- WHAT TO WORK ON -
Your answer should be a single number: how many lines of the material below contain "asphalt".

- DATA TO USE -
· · · · · · ·
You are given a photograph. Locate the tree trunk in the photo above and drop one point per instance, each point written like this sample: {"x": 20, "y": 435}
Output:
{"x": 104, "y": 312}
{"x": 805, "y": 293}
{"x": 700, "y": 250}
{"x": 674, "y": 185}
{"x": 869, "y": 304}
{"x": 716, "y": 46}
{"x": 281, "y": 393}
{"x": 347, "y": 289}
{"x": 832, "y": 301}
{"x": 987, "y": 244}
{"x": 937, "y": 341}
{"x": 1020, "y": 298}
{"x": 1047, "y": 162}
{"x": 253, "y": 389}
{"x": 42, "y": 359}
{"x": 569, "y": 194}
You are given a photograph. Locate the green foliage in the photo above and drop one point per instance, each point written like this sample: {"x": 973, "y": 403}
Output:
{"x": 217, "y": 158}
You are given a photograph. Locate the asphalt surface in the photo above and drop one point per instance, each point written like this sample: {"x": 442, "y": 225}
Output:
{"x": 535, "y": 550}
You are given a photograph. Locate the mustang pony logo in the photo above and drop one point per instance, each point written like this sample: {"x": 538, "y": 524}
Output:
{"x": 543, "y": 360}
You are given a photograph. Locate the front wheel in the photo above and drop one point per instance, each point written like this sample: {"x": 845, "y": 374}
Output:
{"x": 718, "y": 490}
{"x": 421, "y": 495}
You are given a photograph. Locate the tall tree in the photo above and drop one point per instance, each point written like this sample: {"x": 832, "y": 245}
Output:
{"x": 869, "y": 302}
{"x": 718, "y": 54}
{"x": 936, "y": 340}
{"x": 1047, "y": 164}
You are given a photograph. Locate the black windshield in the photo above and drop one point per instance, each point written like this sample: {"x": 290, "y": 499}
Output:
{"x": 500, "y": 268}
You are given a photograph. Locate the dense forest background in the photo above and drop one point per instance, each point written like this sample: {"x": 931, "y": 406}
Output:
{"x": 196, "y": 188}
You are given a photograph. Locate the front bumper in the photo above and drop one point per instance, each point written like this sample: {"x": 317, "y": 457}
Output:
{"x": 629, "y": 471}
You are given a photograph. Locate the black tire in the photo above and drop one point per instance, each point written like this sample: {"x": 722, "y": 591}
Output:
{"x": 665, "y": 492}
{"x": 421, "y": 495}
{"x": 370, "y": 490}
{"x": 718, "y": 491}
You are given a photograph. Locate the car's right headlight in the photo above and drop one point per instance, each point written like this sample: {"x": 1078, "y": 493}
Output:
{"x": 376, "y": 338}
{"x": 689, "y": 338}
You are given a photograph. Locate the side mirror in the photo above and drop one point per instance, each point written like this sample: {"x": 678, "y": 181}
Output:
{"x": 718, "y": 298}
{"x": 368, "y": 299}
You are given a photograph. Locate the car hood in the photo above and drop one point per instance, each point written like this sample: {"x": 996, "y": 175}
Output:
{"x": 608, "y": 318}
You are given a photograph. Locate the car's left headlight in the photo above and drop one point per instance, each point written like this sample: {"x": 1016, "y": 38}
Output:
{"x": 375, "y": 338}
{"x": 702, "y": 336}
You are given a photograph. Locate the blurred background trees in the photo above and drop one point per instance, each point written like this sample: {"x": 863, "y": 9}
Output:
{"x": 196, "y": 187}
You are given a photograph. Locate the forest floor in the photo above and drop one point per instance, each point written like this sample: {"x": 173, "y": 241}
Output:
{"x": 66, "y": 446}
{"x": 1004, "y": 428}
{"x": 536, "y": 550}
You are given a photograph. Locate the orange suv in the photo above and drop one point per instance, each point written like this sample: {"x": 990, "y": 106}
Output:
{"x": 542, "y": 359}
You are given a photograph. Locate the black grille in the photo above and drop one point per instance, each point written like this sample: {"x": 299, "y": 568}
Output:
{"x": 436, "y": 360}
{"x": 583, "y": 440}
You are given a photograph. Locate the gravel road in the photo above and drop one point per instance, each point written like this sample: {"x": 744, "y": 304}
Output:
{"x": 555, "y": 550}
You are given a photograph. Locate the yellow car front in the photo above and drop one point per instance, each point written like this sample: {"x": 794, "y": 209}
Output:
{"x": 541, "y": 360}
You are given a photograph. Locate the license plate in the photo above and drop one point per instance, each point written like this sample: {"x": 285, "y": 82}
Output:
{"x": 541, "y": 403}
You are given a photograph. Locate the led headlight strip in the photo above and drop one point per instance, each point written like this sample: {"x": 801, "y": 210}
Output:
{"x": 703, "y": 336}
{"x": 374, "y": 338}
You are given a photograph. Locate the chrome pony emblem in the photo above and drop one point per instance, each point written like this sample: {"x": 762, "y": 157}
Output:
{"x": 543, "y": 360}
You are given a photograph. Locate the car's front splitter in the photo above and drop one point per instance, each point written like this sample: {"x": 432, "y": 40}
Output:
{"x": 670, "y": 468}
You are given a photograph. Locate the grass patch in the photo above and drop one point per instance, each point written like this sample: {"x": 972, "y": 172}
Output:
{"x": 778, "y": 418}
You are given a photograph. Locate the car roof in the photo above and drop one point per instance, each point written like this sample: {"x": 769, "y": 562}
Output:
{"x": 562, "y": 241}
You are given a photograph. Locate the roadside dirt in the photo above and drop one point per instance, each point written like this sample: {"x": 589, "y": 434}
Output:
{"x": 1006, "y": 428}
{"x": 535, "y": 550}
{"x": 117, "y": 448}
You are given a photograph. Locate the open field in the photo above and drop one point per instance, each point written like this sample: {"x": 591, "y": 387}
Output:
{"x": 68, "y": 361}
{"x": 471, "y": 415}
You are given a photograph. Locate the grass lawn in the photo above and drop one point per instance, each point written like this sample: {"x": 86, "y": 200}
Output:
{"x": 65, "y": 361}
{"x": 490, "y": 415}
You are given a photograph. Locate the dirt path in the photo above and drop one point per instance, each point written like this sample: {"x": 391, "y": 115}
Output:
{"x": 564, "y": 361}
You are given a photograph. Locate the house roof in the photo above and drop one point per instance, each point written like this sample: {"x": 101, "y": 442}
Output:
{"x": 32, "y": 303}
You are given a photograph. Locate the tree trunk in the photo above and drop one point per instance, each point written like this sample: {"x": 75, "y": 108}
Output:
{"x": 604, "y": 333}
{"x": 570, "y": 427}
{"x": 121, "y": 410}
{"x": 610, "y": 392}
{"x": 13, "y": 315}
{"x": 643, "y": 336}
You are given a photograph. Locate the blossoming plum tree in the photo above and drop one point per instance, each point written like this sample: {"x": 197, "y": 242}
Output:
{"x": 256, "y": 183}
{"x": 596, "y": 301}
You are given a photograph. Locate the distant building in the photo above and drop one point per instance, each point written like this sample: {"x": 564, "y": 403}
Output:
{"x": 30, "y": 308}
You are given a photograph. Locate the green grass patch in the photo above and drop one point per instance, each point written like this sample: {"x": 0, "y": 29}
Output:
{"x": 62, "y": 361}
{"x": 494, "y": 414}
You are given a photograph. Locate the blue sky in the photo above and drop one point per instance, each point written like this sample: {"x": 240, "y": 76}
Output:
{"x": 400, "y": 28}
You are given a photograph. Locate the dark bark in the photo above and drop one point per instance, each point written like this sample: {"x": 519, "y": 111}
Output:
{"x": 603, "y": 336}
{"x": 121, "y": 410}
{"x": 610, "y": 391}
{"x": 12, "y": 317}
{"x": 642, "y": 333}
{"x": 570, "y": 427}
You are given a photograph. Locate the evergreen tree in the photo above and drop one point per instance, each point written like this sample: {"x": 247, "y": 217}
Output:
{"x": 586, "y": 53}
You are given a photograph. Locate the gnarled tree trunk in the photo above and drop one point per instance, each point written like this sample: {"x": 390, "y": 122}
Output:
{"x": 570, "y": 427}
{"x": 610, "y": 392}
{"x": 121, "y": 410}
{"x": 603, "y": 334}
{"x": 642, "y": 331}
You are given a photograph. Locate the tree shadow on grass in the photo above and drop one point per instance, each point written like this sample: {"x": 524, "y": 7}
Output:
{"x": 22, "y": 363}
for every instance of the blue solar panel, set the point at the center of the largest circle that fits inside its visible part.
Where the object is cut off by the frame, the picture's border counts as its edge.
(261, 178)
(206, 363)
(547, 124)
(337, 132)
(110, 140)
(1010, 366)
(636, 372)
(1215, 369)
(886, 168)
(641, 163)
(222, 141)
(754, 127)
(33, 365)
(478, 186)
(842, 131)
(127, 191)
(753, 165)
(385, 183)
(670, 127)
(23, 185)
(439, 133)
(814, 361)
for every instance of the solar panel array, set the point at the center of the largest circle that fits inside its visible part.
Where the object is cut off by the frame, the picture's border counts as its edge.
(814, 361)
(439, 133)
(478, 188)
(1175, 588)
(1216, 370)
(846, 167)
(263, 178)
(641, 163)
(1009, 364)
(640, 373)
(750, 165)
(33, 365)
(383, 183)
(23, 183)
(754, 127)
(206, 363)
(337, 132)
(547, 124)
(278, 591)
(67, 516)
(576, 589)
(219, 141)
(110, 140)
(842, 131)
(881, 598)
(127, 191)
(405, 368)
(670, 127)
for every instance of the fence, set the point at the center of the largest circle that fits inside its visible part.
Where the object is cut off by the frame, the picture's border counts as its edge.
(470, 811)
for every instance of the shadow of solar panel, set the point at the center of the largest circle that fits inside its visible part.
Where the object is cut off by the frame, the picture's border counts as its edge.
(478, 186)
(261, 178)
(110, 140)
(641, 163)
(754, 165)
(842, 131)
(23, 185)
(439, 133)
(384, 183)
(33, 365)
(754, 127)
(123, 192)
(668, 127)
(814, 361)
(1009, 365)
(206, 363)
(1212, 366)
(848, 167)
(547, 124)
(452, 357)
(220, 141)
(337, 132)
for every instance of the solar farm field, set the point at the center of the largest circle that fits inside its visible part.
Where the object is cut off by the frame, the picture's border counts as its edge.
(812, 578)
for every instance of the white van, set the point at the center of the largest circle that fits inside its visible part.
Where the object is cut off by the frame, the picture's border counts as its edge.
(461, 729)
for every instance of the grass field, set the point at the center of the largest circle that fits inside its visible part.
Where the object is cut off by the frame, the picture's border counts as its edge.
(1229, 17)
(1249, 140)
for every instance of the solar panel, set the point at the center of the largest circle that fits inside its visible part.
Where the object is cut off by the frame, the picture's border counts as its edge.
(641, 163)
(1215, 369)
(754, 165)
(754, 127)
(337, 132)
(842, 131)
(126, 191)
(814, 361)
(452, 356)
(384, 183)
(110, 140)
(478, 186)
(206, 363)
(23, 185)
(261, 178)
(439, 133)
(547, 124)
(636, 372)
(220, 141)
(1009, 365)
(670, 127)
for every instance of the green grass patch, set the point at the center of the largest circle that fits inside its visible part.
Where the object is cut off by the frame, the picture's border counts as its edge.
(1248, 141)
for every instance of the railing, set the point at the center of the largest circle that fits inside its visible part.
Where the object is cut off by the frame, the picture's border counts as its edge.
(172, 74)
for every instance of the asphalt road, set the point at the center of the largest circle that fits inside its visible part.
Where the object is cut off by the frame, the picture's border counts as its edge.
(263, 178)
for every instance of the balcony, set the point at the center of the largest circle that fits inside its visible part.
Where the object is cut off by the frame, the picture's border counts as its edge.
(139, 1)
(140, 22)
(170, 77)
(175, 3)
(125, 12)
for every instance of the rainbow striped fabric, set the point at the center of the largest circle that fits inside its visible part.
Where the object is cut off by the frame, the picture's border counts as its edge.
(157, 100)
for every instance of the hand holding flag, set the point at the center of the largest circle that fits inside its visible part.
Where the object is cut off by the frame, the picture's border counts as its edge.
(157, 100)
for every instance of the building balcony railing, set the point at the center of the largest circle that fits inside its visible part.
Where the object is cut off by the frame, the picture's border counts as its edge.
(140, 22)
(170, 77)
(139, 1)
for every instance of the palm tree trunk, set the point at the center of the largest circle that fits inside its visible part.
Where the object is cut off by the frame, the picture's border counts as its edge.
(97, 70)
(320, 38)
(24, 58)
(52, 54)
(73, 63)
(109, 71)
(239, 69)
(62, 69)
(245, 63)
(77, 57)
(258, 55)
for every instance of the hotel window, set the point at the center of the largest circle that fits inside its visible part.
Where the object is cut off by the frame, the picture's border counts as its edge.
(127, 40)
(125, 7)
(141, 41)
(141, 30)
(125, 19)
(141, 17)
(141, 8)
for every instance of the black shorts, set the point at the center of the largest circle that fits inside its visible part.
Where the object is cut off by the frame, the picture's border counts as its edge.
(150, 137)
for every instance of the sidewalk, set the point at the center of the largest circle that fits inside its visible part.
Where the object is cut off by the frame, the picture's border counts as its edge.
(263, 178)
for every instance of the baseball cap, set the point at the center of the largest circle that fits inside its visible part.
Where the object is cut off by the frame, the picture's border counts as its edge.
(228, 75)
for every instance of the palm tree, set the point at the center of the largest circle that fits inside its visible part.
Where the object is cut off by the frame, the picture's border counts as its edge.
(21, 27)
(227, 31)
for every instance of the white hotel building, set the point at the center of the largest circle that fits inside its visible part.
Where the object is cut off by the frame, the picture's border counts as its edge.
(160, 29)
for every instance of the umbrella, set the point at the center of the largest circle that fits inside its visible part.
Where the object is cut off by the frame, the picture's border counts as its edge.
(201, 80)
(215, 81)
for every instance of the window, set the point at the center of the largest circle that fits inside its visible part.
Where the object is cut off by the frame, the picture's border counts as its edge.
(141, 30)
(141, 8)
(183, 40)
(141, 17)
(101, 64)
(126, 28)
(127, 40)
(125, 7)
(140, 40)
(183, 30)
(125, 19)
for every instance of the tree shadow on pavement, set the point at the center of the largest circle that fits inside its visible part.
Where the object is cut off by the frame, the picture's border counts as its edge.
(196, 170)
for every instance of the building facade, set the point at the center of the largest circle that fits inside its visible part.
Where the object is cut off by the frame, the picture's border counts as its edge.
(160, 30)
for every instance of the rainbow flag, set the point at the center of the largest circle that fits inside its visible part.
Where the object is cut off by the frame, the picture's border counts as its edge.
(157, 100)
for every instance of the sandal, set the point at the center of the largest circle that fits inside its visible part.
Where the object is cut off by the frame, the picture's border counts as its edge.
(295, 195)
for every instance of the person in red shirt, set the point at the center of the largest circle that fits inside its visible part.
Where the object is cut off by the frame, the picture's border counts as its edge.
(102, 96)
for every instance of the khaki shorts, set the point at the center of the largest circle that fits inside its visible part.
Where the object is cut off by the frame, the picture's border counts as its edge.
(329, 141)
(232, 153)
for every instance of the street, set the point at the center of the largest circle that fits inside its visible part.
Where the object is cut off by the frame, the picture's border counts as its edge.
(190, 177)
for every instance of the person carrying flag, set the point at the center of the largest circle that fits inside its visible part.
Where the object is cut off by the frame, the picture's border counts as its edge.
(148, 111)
· · · · · · ·
- ANSWER -
2